The pursuit and enjoyment of the pleasures of this world make promises to our hearts and souls which they cannot keep, yet we continue following them. The three men that refused the invitation to the Great Supper give representation to the three types of temptations that assail us all. Avarice and the temptation of dominion are represented in the man who bought a farm and must go see it. Pride of the eyes and curiosity are represented in the man with five yoke of oxen who must go and try them. Lust and sensual passions are represented in the man who married a wife and cannot come.

There is little that fills our hearts with pride as the legitimate ownership of material things. They become signs and symbols of our worth and status. In the eyes of the world, the more that we possess the better off we are. Those with many possessions are the envy of others. Yet, we see that the preacher in Ecclesiastes has labeled these things as vanity of vanity and all is vanity; and as a chase after the wind. There is nothing to them. The more of them we obtain, the emptier we become. Blessed Giles of Assisi once said that the person that has the largest portion of this earth has the worst part; and the person who has the least portion of this earth has the best part. Our hearts and souls were not made for these things. The only thing that is solid and sure is God, and only He can fill our hearts and souls. We can only rest in Him — nothing else can ever truly satisfy us.

The five yoke of oxen represent to us the five senses: sight, hearing, smell, taste, and touch. There is an unending desire of these senses to experience new things. "All things are wearisome; Man is not able to tell it. The eye is not satisfied with seeing, Nor is the ear filled with hearing." (Ecclesiastes) Curiosity, when regulated and used for the love of God, is very good and draws us ever closer to Him. However, unrestrained curiosity that yokes us to the material experiences of this life are a great hindrance in our spiritual life and growth. Curiosity into the lives of others is extremely dangerous to us. We are too eager to see the lives of our neighbors so as to make a secret (sometimes a very open) comparison to our own lives — always finding ourselves better than our neighbor. We are too eager to hear reports of the life and conduct of our neighbors; etc. As if this curiosity were not bad enough in its own rite, the spiritual writers tell us that it is sister to indiscretion. What we so eagerly discover with our senses, we eagerly share with others — in the hope that we can get them to tell us what they have discovered. Gossip and the sins of the tongue abound in those who are ever "trying their five yoke of oxen."

The sin of lust not only takes hold of souls, but we see that it even renders the soul weak and incapable. The other men asked to be held excused, but this man simply says: "I cannot come." Marriage is good and holy when entered into for the love of God, but very frequently it is entered into without a thought of God and more for the gratification of the passion of lust. Obsessed or consumed with this passion, the poor soul is weakened to the point of even being incapable of rising up out of the mire or of doing anything different. This vice should, therefore be one that is feared the most. We should go out of our way to avoid the snares of this quicksand that take down so many so quickly.

There is ultimately no excuse for us not to enter the Church and follow Jesus Christ. This Great Banquet (The Church) has been prepared and filled, with the most precious and delicious food, for our souls. While we are in the pursuit of worldly things or pleasures, we too often fail to hear the invitation for our souls. We must set aside, at least from time to time, the cares and solicitudes of this life, so that we can make the preparations to be ready when we are called. When the Church calls us to partake of the Holy Sacrifice of the Mass, we must understand that this is the most important thing we can do this day, or even this week. In entering in and partaking of the graces set before us, we set the stage for the eventual entering into the even Greater Banquet of eternal happiness in Heaven.

§ Request 1
Could you reproduce the part of the reflection on the Great Supper starting with "The sin of lust" and going on through "many so quickly."?

[Location labeling records]
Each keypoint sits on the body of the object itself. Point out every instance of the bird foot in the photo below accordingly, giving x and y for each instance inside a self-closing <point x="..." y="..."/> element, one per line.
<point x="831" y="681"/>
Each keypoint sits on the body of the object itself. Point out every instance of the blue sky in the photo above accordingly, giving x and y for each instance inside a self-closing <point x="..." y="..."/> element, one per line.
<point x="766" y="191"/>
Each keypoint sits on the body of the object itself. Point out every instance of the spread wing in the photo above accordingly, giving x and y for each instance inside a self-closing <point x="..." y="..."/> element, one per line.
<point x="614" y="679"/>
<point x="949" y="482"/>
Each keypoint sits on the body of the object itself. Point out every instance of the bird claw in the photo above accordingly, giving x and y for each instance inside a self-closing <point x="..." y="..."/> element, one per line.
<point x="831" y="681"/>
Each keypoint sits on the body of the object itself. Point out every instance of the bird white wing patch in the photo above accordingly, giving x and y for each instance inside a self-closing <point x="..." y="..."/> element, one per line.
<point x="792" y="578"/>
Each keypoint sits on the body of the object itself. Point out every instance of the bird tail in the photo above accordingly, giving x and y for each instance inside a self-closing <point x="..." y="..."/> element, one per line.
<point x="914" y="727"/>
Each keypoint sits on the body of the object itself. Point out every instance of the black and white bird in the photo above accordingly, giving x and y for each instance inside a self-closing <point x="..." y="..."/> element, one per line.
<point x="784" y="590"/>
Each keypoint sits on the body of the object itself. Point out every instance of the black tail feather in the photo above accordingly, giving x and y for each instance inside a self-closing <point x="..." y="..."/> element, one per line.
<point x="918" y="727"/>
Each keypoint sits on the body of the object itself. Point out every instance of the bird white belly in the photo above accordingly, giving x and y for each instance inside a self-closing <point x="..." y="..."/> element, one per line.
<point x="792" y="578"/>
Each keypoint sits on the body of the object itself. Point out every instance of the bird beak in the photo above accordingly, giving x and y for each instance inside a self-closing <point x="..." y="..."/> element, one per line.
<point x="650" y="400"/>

§ Request 2
Which lines of the listing hold the word "black"? Report each such line in full, treating case as significant.

§ Exercise result 1
The sin of lust not only takes hold of souls, but we see that it even renders the soul weak and incapable. The other men asked to be held excused, but this man simply says: "I cannot come." Marriage is good and holy when entered into for the love of God, but very frequently it is entered into without a thought of God and more for the gratification of the passion of lust. Obsessed or consumed with this passion, the poor soul is weakened to the point of even being incapable of rising up out of the mire or of doing anything different. This vice should, therefore be one that is feared the most. We should go out of our way to avoid the snares of this quicksand that take down so many so quickly.

§ Exercise result 2
Each keypoint sits on the body of the object itself. Point out every instance of the black and white bird in the photo above accordingly, giving x and y for each instance inside a self-closing <point x="..." y="..."/> element, one per line.
Each keypoint sits on the body of the object itself. Point out every instance of the black tail feather in the photo above accordingly, giving x and y for each instance inside a self-closing <point x="..." y="..."/> element, one per line.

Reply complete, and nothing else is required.